[[ Text shown open ]]

Helping those with acquired brain injury keep safe online
Understanding, preventing and managing the impact of cybercrime on people with acquired brain injury (ABI) is the focus of a new study by Monash University.
People with ABI may be highly vulnerable to cyber scams due to their social isolation and cognitive impairments, with romance scams one of the key scam types, causing both financial loss and distress as well as conflict with their families.
Melbourne man Col is all too aware of this. In 2005, he was involved in a road accident and sustained a traumatic brain injury. The last thing he needed while trying to recover was to be scammed online.
In 2014, now separated from his wife and living in supported accommodation, Col joined dating sites and began an online relationship with someone he knew as Doris. She presented as a Canadian nurse living in Ghana. It wasn’t long before Doris professed her love for Col and he was fully invested in the relationship.

[[ Text shown closed ]]
[[ Data extract open ]]

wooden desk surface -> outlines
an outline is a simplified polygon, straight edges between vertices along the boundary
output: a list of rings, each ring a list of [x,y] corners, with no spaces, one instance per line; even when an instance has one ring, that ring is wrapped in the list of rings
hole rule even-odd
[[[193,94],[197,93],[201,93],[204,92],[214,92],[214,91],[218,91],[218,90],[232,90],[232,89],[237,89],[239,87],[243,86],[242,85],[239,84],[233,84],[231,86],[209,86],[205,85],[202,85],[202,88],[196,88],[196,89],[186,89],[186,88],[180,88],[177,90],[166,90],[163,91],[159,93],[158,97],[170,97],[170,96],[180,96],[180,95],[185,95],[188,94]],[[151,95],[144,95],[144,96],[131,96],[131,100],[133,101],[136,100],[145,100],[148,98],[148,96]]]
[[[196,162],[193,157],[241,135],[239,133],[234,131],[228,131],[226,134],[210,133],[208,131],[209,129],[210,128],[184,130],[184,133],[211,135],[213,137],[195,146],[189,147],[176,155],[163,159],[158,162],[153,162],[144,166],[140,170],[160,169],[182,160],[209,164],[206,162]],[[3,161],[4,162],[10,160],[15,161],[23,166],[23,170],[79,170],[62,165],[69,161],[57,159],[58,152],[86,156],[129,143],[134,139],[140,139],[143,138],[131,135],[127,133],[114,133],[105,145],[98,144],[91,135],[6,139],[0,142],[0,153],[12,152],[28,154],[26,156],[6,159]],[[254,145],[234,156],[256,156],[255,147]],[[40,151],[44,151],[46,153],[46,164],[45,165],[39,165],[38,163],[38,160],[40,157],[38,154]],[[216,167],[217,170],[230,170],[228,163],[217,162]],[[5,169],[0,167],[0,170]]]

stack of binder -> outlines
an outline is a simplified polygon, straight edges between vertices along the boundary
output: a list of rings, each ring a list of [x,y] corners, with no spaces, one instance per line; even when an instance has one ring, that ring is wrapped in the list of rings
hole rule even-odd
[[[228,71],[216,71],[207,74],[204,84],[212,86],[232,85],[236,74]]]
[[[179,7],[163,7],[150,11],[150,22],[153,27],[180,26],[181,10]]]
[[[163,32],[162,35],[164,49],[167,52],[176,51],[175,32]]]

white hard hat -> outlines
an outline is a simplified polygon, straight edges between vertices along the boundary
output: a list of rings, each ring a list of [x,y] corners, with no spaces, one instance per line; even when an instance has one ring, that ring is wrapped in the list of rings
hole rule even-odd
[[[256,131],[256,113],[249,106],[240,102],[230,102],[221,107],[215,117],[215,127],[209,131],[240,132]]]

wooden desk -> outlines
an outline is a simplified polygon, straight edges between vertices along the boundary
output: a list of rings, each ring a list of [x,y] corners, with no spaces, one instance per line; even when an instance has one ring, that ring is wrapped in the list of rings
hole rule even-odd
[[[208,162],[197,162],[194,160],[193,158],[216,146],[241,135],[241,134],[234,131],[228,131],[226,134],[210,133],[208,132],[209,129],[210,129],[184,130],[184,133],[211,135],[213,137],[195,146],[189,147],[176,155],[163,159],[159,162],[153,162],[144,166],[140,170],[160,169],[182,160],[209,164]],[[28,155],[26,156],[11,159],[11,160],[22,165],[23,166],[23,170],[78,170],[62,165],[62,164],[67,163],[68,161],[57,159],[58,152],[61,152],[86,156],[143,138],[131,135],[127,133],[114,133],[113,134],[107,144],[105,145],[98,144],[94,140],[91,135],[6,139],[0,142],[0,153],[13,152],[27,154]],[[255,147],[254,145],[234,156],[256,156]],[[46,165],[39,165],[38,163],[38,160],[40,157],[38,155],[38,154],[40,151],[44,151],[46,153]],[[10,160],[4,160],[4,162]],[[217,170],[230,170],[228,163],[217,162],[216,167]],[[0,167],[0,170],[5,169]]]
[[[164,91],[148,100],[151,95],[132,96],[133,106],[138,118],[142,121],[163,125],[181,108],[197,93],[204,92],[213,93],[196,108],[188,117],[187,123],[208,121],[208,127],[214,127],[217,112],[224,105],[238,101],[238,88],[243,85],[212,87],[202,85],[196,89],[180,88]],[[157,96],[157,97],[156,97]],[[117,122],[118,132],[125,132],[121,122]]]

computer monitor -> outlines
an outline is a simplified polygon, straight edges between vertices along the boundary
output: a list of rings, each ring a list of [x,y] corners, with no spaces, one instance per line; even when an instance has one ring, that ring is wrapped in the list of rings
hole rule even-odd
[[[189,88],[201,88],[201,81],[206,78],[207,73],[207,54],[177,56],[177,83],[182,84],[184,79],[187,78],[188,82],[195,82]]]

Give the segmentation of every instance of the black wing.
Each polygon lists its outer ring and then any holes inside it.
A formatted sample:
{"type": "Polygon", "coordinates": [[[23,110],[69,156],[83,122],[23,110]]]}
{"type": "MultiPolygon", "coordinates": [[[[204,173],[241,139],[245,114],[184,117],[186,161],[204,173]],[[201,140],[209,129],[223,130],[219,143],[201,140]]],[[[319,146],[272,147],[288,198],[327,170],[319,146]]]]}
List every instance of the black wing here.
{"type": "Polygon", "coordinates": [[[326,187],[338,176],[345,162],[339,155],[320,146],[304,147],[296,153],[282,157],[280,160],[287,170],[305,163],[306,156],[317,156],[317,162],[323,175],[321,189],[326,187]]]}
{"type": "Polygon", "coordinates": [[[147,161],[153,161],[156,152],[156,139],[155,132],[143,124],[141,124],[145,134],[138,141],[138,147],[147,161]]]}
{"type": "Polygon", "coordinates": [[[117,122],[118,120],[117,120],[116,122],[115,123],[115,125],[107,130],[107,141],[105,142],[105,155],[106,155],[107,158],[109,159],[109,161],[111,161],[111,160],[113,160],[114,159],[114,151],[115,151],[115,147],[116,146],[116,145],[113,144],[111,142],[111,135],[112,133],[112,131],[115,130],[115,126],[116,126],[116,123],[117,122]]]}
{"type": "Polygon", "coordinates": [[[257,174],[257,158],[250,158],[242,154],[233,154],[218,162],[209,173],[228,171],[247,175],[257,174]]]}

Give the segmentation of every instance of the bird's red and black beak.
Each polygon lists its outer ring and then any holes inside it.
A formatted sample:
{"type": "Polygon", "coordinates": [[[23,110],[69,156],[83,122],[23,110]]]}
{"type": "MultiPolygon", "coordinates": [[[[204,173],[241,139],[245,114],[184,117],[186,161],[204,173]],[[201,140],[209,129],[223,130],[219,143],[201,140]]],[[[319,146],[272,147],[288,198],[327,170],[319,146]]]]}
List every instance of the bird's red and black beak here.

[[ Data extract closed ]]

What you have to do:
Quote the passage about acquired brain injury and online safety word for word, everything from "Helping those with" down to "by Monash University.".

Your solution:
Helping those with acquired brain injury keep safe online
Understanding, preventing and managing the impact of cybercrime on people with acquired brain injury (ABI) is the focus of a new study by Monash University.